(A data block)
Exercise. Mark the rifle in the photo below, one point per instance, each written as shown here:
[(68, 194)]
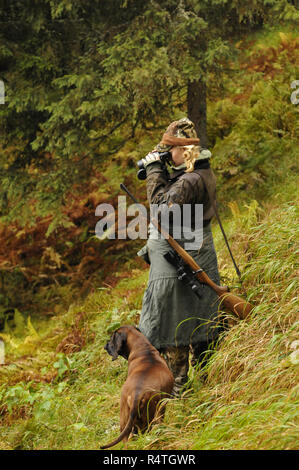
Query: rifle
[(232, 302)]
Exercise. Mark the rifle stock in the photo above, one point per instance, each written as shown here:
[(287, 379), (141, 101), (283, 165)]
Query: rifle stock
[(232, 302)]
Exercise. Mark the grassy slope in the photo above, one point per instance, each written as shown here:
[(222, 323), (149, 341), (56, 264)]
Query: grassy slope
[(64, 390)]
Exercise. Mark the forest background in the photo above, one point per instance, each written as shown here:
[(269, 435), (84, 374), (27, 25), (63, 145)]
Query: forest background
[(89, 89)]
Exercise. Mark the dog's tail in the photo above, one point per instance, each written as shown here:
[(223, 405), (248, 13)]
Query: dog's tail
[(128, 428)]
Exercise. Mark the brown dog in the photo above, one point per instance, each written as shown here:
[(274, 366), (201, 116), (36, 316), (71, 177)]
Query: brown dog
[(149, 381)]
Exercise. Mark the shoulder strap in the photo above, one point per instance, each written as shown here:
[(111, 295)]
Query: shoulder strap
[(212, 197)]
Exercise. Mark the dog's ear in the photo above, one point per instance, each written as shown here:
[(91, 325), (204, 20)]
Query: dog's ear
[(117, 344)]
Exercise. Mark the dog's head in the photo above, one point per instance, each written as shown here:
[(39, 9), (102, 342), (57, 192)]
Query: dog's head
[(117, 344)]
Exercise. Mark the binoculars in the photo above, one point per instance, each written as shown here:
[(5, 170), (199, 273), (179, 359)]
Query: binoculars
[(164, 157)]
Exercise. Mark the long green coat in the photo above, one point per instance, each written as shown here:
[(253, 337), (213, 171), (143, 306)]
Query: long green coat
[(172, 315)]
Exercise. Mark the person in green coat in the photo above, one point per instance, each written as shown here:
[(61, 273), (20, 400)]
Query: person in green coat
[(173, 318)]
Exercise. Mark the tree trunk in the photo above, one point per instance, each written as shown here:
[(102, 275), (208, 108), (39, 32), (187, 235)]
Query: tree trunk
[(197, 109)]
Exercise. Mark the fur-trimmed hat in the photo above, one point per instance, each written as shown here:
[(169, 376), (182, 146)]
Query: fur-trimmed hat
[(178, 133)]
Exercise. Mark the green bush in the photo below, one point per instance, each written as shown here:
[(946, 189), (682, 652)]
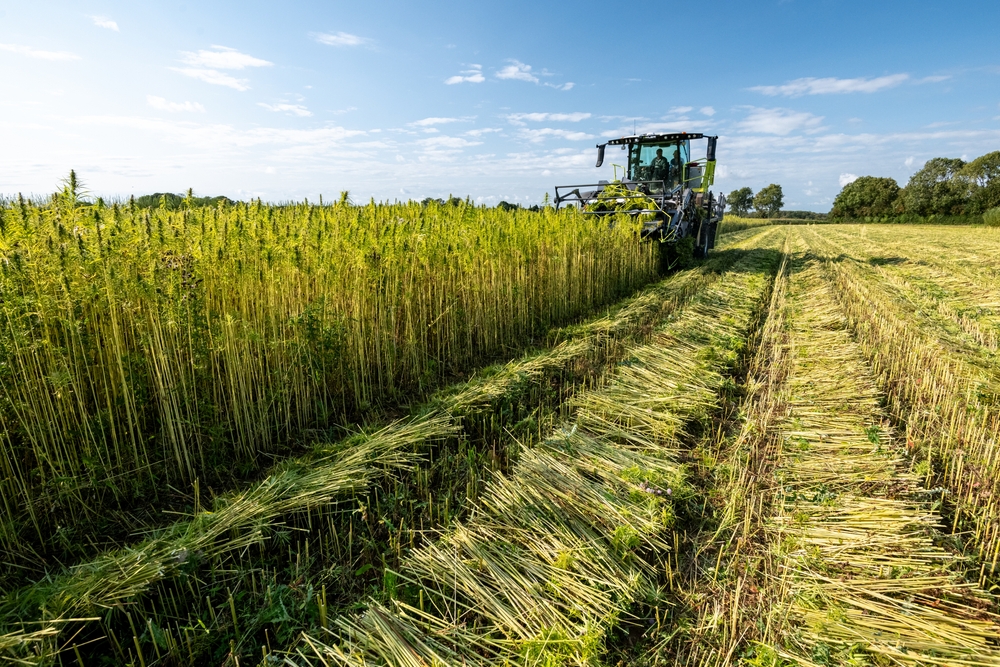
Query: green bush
[(992, 217)]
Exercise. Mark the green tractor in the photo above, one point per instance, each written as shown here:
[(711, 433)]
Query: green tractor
[(662, 185)]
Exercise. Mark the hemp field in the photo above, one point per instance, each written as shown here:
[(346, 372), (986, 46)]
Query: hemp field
[(405, 435)]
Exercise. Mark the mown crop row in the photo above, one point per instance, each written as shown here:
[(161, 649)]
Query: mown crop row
[(142, 351), (310, 532), (835, 531), (556, 552)]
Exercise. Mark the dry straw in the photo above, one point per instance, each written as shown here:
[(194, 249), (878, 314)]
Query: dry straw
[(555, 552), (144, 347)]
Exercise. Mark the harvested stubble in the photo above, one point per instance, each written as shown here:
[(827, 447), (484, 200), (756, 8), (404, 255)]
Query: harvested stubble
[(328, 476), (732, 223), (948, 398), (222, 538), (723, 589), (146, 348), (555, 552), (864, 579)]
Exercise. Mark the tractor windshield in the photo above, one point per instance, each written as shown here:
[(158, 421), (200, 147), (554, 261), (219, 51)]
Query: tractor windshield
[(658, 162)]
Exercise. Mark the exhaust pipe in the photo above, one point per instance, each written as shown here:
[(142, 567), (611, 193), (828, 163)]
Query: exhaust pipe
[(600, 154)]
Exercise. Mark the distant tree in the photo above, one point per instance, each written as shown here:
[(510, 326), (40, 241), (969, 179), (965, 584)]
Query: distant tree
[(868, 196), (982, 178), (769, 200), (937, 188), (740, 201), (802, 215)]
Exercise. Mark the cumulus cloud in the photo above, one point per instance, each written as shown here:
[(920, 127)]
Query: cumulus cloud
[(39, 54), (340, 39), (214, 77), (517, 71), (222, 57), (521, 118), (104, 22), (832, 85), (173, 107), (446, 144), (290, 109), (541, 134), (780, 121), (205, 66), (847, 179), (427, 122), (481, 131), (472, 75)]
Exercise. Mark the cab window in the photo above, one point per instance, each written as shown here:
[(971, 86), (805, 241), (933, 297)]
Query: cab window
[(644, 165)]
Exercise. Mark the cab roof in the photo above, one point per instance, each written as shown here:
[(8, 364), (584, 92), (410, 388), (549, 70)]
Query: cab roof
[(657, 138)]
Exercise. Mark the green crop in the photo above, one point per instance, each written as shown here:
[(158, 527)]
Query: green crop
[(141, 348)]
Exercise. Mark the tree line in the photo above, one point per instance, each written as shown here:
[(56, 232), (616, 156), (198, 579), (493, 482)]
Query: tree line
[(767, 203), (942, 187)]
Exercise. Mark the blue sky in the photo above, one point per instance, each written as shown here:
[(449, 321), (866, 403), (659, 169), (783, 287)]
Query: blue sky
[(400, 100)]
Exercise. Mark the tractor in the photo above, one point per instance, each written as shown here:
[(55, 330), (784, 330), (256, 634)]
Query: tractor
[(664, 186)]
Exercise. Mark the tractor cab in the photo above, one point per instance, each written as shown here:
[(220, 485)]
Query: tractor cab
[(661, 163), (663, 183)]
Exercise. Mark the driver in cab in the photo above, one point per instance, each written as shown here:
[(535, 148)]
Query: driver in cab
[(659, 167)]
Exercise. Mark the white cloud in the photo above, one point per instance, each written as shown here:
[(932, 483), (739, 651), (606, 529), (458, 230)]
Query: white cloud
[(482, 131), (214, 77), (36, 53), (426, 122), (472, 75), (847, 179), (340, 39), (517, 71), (520, 118), (222, 57), (291, 109), (207, 63), (104, 22), (163, 105), (780, 121), (814, 86), (446, 143), (541, 134)]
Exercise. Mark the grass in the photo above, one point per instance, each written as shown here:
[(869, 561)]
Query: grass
[(729, 467), (555, 552), (482, 406), (147, 349)]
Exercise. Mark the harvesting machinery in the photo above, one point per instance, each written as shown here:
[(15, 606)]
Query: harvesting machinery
[(662, 184)]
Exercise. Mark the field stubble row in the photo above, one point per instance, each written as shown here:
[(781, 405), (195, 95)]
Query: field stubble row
[(221, 558), (846, 559)]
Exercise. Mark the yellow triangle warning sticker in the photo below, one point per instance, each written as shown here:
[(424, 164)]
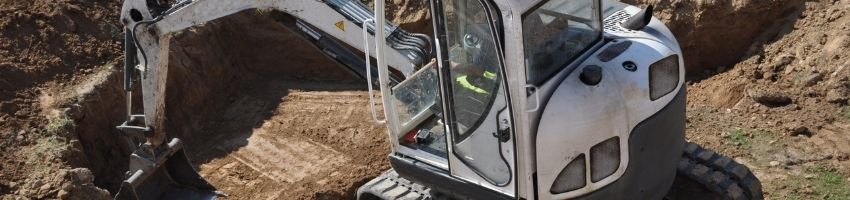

» EXERCISE GOAL
Render all of the entries above as a JSON list of strings with one string per line. Skip blank lines and leave the pictures out.

» SOLUTION FOR THIS PROBLEM
[
  "Exercise. Mark the rifle in the photo below, one point per instance, each written as shown here:",
  "[(68, 194)]",
  "Query: rifle",
  "[(232, 302)]",
  "Exercise. Mark the rifle stock in the photo above, one point per instance, each written as shown here:",
  "[(287, 379), (141, 101), (283, 165)]",
  "Query: rifle stock",
  "[(232, 302)]",
  "Exercise. Mark the grassy slope in the photo above, one point per instance, each written as shown here:",
  "[(222, 323), (149, 341), (56, 264)]",
  "Query: grassy slope",
  "[(64, 390)]",
  "Exercise. Mark the forest background in the photo above, one point per instance, each written as shown here:",
  "[(269, 435), (84, 374), (27, 25), (63, 145)]",
  "Query: forest background",
  "[(89, 89)]",
  "Exercise. Mark the dog's tail in the photo above, one point per instance, each written as shown here:",
  "[(223, 405), (248, 13)]",
  "Query: dog's tail",
  "[(128, 428)]",
  "Exercise. Mark the brown dog in the photo above, one point per instance, each written as shown here:",
  "[(274, 366), (201, 116), (36, 316), (71, 177)]",
  "Query: brown dog",
  "[(149, 381)]",
  "Exercise. Mark the shoulder strap in the photo above, one point per instance, each written as shown here:",
  "[(111, 295)]",
  "Query: shoulder strap",
  "[(212, 197)]",
  "Exercise. Mark the dog's ear in the photo above, one point per instance, each written as shown here:",
  "[(91, 325), (204, 20)]",
  "Query: dog's ear",
  "[(117, 344)]",
  "Exercise. Mark the dog's head in the photo above, one point per instance, each written as shown here:",
  "[(39, 9), (102, 342), (57, 192)]",
  "Query: dog's head",
  "[(117, 344)]",
  "Exercise. Mark the binoculars in the photo above, one point per instance, each written as shown here:",
  "[(5, 170), (199, 273), (179, 359)]",
  "Query: binoculars",
  "[(164, 157)]",
  "Exercise. Mark the long green coat in the photo above, one point per instance, each written as shown here:",
  "[(253, 337), (213, 171), (143, 306)]",
  "Query: long green coat",
  "[(172, 315)]",
  "Exercise. Mark the person in green coat in the photo above, one point per instance, each written as shown here:",
  "[(61, 273), (20, 400)]",
  "Query: person in green coat",
  "[(173, 318)]",
  "Exercise. Mark the tree trunk in the photo above, one point per instance, each written as shown here:",
  "[(102, 275), (208, 108), (39, 32), (187, 235)]",
  "Query: tree trunk",
  "[(197, 109)]",
  "Exercise. Mark the fur-trimmed hat in the photo above, one point per instance, each written as shown here:",
  "[(169, 376), (182, 146)]",
  "Query: fur-trimmed hat",
  "[(178, 133)]",
  "Exercise. Mark the green bush in the photo below, one point per instance, each written as shown here:",
  "[(946, 189), (682, 652)]",
  "Query: green bush",
  "[(992, 217)]",
  "Exercise. Mark the green tractor in the photo above, one point per instance, each written as shown here:",
  "[(711, 433)]",
  "Query: green tractor",
  "[(662, 185)]",
  "Exercise. Mark the hemp field in the photo above, one point per instance, each written as shown here:",
  "[(346, 372), (986, 46)]",
  "Query: hemp field",
  "[(405, 435)]",
  "Exercise. Mark the mown crop row in the photo above, one point per instance, each written as shown here:",
  "[(161, 649)]",
  "Query: mown crop row",
  "[(142, 351), (310, 532), (835, 531), (556, 552)]",
  "Exercise. Mark the dry straw in the photo above, one point per instance, each written as shown here:",
  "[(194, 249), (878, 314)]",
  "Query: dry straw",
  "[(555, 552), (144, 347)]",
  "Exercise. Mark the harvested stubble in the photo above, one point per instance, each written as shown here:",
  "[(827, 447), (484, 200), (756, 8), (404, 255)]",
  "Query: harvested stubble",
  "[(328, 476), (732, 223), (948, 398), (222, 538), (723, 589), (146, 348), (555, 552), (864, 579)]",
  "Exercise. Mark the tractor windshield in the photo above, one point per instance, each written as shown here:",
  "[(158, 421), (200, 147), (554, 261), (219, 51)]",
  "Query: tractor windshield",
  "[(658, 162)]",
  "Exercise. Mark the exhaust pipe in the photo above, one point per instance, each written as shown here:",
  "[(142, 567), (611, 193), (828, 163)]",
  "Query: exhaust pipe",
  "[(600, 154)]",
  "Exercise. Mark the distant tree in the photo above, one point per instance, each written as shown here:",
  "[(510, 326), (40, 241), (969, 179), (965, 584)]",
  "Query: distant tree",
  "[(868, 196), (982, 178), (769, 200), (937, 188), (740, 201), (802, 215)]",
  "Exercise. Mark the cumulus cloud in the photo above, one point per instance, each written as shown here:",
  "[(920, 127)]",
  "Query: cumulus cloud",
  "[(39, 54), (340, 39), (214, 77), (517, 71), (222, 57), (521, 118), (104, 22), (832, 85), (173, 107), (446, 144), (290, 109), (541, 134), (780, 121), (205, 66), (847, 179), (427, 122), (481, 131), (472, 75)]",
  "Exercise. Mark the cab window in the photo above, one point per instance, each written as shown here:",
  "[(971, 86), (805, 241), (933, 297)]",
  "Query: cab window",
  "[(644, 165)]",
  "Exercise. Mark the cab roof in the photo above, one point per instance, each written as shown here:",
  "[(8, 364), (584, 92), (410, 388), (549, 70)]",
  "Query: cab roof",
  "[(657, 138)]",
  "Exercise. Mark the green crop in the photo above, one point per instance, each written as shown here:",
  "[(158, 527)]",
  "Query: green crop",
  "[(141, 348)]",
  "Exercise. Mark the tree line in the photo above, one point per instance, each written as shown here:",
  "[(56, 232), (616, 156), (198, 579), (493, 482)]",
  "Query: tree line",
  "[(767, 203), (942, 187)]",
  "Exercise. Mark the blue sky in the photo above, one point per instance, each written as shown here:",
  "[(449, 321), (866, 403), (659, 169), (783, 287)]",
  "Query: blue sky",
  "[(400, 100)]",
  "Exercise. Mark the tractor in the photo above, one point per instance, each written as shown here:",
  "[(55, 330), (784, 330), (256, 634)]",
  "Query: tractor",
  "[(664, 186)]",
  "Exercise. Mark the tractor cab in the photo above, one point per instance, each written as shown here:",
  "[(220, 485)]",
  "Query: tractor cab",
  "[(661, 163), (663, 183)]",
  "Exercise. Mark the driver in cab in the photo above, one point per instance, each written as shown here:",
  "[(535, 148)]",
  "Query: driver in cab",
  "[(659, 167)]",
  "Exercise. Mark the white cloud in the photo above, one point per instance, each written as shown here:",
  "[(932, 483), (739, 651), (606, 529), (458, 230)]",
  "Query: white cloud",
  "[(482, 131), (214, 77), (36, 53), (426, 122), (472, 75), (847, 179), (340, 39), (517, 71), (520, 118), (222, 57), (291, 109), (207, 63), (104, 22), (163, 105), (780, 121), (814, 86), (446, 143), (541, 134)]",
  "Exercise. Mark the grass in the photo above, one point per instance, each written as shown here:",
  "[(869, 561)]",
  "Query: grass",
  "[(729, 467), (555, 552), (482, 406), (147, 349)]",
  "Exercise. Mark the harvesting machinery in the photo above, one point per instance, each written as shown here:",
  "[(15, 606)]",
  "Query: harvesting machinery",
  "[(662, 184)]",
  "Exercise. Mark the field stubble row in the photo above, one point per instance, each written as shown here:",
  "[(781, 405), (195, 95)]",
  "Query: field stubble row",
  "[(221, 558), (846, 559)]",
  "Exercise. Mark the yellow triangle warning sticker in the photo below, one point per instance, each written as shown here:",
  "[(424, 164)]"
]